::: Entries
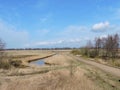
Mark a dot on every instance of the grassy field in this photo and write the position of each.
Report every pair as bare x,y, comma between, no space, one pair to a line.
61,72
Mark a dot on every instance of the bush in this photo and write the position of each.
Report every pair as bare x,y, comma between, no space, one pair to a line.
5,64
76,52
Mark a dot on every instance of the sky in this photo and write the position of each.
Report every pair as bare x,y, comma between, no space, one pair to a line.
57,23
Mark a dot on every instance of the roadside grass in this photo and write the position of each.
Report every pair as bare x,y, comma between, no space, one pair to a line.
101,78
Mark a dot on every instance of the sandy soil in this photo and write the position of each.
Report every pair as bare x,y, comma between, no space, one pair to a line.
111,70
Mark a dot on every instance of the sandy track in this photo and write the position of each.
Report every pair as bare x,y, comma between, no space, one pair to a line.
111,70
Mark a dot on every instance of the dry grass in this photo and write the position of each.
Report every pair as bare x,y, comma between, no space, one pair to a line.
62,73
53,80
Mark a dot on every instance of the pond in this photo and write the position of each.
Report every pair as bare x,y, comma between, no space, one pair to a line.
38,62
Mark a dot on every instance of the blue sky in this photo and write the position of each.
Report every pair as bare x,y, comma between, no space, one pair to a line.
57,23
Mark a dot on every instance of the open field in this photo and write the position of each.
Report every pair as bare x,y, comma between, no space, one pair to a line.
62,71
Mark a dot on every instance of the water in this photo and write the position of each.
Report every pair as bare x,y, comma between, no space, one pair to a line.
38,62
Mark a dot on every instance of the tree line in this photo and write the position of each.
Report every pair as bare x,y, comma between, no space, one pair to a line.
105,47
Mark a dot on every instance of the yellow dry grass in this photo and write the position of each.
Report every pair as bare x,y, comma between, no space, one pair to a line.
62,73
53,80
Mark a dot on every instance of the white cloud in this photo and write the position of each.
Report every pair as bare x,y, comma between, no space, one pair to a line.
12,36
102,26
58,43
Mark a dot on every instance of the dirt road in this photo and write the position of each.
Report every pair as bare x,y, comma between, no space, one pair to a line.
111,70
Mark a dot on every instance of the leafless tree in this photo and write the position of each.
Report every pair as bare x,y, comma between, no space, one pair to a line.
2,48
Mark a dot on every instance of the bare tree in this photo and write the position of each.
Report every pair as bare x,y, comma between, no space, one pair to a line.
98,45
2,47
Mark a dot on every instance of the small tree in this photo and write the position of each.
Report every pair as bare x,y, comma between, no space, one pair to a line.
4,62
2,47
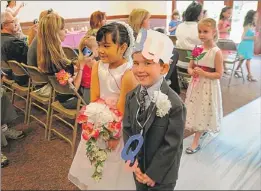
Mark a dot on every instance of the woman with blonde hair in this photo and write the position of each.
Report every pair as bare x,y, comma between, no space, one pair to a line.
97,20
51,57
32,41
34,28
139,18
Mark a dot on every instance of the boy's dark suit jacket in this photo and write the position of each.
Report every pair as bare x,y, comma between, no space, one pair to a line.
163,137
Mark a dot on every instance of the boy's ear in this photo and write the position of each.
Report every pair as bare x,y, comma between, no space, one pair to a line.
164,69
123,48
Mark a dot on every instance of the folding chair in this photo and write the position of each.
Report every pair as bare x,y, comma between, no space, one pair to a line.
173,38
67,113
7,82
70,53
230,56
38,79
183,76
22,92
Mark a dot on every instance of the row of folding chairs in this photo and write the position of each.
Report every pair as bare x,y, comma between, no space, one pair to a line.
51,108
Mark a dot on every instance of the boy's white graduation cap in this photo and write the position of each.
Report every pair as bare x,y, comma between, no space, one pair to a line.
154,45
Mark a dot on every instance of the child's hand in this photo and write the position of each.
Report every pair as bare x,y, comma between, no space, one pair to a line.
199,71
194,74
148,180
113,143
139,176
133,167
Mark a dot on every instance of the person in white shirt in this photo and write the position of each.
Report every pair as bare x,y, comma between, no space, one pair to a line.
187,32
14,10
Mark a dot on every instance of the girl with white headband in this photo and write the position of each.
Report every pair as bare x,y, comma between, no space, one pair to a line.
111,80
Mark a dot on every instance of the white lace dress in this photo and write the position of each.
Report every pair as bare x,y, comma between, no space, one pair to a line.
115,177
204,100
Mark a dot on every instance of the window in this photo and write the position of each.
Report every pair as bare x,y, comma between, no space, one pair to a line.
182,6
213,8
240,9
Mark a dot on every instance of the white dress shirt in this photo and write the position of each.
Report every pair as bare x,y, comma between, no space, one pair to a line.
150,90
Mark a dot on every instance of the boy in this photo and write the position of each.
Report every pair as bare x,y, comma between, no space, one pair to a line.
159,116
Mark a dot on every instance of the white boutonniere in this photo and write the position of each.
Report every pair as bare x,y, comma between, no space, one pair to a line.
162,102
::::::
Copy the material from the line containing "Mark a dot on every instance of the white boutonniere" through the end of the material, both ends included, keeping every request unchanged. Multiply each coordinate value in the answers by 2.4 and round it to a whole number, rounding halves up.

Mark a dot on every instance of the white boutonniere in this photo and write the position of each.
Report every pair as bare x,y, comma between, no space, one pair to a line.
389,245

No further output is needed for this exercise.